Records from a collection

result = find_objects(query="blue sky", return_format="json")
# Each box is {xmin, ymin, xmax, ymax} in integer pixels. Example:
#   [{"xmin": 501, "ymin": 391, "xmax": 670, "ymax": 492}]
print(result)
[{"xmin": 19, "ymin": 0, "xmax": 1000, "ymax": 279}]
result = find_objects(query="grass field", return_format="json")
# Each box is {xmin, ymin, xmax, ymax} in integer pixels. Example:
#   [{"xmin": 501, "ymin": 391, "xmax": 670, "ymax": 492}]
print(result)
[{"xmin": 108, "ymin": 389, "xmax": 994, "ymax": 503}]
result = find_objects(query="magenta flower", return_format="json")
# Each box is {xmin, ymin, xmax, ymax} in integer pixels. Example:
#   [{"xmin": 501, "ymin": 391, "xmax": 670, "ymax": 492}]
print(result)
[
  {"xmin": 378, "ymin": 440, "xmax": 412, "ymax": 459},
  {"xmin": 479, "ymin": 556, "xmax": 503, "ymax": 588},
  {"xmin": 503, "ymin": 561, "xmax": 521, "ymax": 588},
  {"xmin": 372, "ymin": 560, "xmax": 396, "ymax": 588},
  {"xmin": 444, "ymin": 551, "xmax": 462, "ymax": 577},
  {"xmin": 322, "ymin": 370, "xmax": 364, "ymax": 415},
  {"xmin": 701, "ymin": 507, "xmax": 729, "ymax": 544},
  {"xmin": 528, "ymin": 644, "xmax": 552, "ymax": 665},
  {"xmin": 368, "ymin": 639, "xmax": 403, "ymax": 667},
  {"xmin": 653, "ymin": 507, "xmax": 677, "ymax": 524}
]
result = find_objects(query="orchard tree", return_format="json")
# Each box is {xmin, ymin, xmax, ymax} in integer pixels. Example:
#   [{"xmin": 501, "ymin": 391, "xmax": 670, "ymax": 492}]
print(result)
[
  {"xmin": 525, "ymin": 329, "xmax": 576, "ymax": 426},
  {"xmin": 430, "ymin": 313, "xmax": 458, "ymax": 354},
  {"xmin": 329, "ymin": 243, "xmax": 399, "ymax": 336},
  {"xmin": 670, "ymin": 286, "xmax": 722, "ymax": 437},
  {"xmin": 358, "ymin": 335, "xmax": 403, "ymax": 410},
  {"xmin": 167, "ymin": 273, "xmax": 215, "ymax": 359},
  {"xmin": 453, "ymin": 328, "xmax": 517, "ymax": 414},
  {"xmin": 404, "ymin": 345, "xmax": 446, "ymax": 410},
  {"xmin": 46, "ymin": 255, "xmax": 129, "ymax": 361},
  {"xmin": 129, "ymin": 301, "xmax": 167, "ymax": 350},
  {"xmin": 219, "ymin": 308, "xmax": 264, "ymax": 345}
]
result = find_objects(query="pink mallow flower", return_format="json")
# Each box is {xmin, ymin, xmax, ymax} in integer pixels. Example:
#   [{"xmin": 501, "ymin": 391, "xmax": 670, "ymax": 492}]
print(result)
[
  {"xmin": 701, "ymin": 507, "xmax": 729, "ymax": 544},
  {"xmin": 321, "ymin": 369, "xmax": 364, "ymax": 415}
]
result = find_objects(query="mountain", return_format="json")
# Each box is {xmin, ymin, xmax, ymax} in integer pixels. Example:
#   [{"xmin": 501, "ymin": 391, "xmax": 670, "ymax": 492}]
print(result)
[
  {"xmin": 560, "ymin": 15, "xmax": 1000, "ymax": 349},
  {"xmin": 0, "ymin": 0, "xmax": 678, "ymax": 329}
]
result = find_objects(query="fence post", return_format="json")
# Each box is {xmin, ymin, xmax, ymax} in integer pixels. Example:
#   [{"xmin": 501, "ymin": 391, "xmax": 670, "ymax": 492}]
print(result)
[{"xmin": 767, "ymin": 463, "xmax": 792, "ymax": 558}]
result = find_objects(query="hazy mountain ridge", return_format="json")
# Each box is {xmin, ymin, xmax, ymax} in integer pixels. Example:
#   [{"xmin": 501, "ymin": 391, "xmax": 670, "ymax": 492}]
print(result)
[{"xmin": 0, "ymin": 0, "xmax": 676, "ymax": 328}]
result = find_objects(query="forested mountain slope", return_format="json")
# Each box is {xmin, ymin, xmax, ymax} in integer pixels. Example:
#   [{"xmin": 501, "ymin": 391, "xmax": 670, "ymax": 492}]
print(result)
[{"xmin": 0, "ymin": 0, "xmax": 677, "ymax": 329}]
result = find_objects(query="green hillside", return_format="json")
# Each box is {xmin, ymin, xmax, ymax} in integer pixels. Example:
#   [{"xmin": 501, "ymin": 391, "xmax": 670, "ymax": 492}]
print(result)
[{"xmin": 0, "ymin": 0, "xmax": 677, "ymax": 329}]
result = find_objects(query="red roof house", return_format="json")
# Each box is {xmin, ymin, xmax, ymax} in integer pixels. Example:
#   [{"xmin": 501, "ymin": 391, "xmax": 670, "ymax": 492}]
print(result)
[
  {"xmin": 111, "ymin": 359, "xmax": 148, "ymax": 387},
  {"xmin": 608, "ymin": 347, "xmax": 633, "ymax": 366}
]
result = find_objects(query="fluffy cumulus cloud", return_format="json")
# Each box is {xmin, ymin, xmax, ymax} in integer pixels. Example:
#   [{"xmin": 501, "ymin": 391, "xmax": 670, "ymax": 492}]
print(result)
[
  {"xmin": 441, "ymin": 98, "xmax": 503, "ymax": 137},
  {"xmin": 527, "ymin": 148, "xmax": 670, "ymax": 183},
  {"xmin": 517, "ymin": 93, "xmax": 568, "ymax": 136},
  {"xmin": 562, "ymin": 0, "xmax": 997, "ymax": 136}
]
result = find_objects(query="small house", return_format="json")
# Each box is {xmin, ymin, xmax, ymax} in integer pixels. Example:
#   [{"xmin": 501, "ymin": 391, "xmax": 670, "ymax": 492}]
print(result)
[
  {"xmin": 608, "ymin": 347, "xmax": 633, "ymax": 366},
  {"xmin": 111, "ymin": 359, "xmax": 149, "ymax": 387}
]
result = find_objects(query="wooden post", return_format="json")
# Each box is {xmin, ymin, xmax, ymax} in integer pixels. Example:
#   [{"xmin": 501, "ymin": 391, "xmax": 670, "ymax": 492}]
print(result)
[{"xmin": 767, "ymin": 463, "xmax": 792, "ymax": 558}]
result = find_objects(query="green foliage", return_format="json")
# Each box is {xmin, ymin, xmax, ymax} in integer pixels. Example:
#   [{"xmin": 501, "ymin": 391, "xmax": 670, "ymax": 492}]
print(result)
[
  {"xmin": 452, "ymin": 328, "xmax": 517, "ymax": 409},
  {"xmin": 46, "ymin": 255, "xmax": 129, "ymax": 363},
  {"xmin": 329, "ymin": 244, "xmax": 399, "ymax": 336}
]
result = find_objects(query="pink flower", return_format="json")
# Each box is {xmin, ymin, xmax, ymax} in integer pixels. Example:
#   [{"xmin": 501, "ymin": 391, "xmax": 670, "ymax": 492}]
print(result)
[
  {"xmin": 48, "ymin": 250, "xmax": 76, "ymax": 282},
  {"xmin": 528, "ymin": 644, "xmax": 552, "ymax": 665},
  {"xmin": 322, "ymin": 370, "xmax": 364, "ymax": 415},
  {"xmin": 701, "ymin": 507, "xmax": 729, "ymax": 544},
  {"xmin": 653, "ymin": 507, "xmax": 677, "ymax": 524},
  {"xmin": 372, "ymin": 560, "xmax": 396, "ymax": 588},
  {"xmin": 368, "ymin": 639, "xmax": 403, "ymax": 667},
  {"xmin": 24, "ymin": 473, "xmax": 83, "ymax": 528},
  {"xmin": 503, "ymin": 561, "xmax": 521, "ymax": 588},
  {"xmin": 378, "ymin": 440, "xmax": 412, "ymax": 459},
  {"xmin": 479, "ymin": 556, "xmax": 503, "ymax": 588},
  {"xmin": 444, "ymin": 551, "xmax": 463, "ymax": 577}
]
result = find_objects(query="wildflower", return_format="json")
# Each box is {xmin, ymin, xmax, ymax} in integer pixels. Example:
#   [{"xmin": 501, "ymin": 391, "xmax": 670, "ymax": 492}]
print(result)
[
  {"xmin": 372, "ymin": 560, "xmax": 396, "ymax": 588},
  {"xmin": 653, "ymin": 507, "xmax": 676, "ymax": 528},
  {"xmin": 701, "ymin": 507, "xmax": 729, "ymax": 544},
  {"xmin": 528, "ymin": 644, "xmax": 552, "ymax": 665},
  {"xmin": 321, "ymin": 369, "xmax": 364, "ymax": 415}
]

WHAT YOU WILL DO:
Count how many lines of the data above contain the word "green", and reply with that number alone.

RESULT OF THE EXERCISE:
2